(Texto fornecido):
########

Nos anos 2000, desde a crise cambial do primeiro governo FHC [Fernando Henrique Cardoso] até a crise externa de 2008, o país realizou um ajuste das contas externas pelo lado de exportações de commodities. Um ajuste conjunturalmente exitoso, entre aspas. Houve uma pressão relativamente pequena sobre os preços macroeconômicos e uma relativa folga no superávit comercial, de forma que o superávit do setor primário fosse suficiente para suprir o déficit dos demais setores e ainda sobrar recursos. Então, aparentemente se havia alcançado o nirvana macroeconômico com o agronegócio. Esse é o grande engano que a própria história econômica recente acabou de demonstrar.
Uma coisa é promover ajustes conjunturais pelo setor primário, isso sempre foi feito. Outra é especializar a economia externa no setor primário. A aparente sensação de sucesso nos primeiros anos levou o sistema a se especializar e a gerar conjunto de incentivos macroeconômicos de caráter cambial, tecnológico, financeiro, fundiário, etc.
Dessa forma, vem a crise de 2008 e há um movimento exacerbado (e isso ninguém comenta) de pressão sobre a balança de serviços – que era deficitária na faixa dos 20 bilhões de dólares/ano, um pouco mais do que isso até aquele momento, passa a ser uma balança deficitária de 50, 60, 80 bilhões de dólares ao ano. Por quê? O movimento de capital e as necessidades de pagamentos pelos seus serviços se exacerba e passa a exigir mais do setor primário. A solução brasileira é continuar o mesmo movimento, ou seja, exportar commodities a qualquer custo.

########

(Dados brutos):
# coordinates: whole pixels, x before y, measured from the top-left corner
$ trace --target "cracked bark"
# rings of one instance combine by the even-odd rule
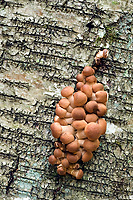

########

(Enunciado): Reproduza, sem alterar nada, o trecho do texto sobre as commodities e as contas externas que começa nas palavras "Nos anos 2000, desde" e para logo depois de "acabou de demonstrar.". O material acima não tem relação com o texto.

(Solução do problema):
Nos anos 2000, desde a crise cambial do primeiro governo FHC [Fernando Henrique Cardoso] até a crise externa de 2008, o país realizou um ajuste das contas externas pelo lado de exportações de commodities. Um ajuste conjunturalmente exitoso, entre aspas. Houve uma pressão relativamente pequena sobre os preços macroeconômicos e uma relativa folga no superávit comercial, de forma que o superávit do setor primário fosse suficiente para suprir o déficit dos demais setores e ainda sobrar recursos. Então, aparentemente se havia alcançado o nirvana macroeconômico com o agronegócio. Esse é o grande engano que a própria história econômica recente acabou de demonstrar.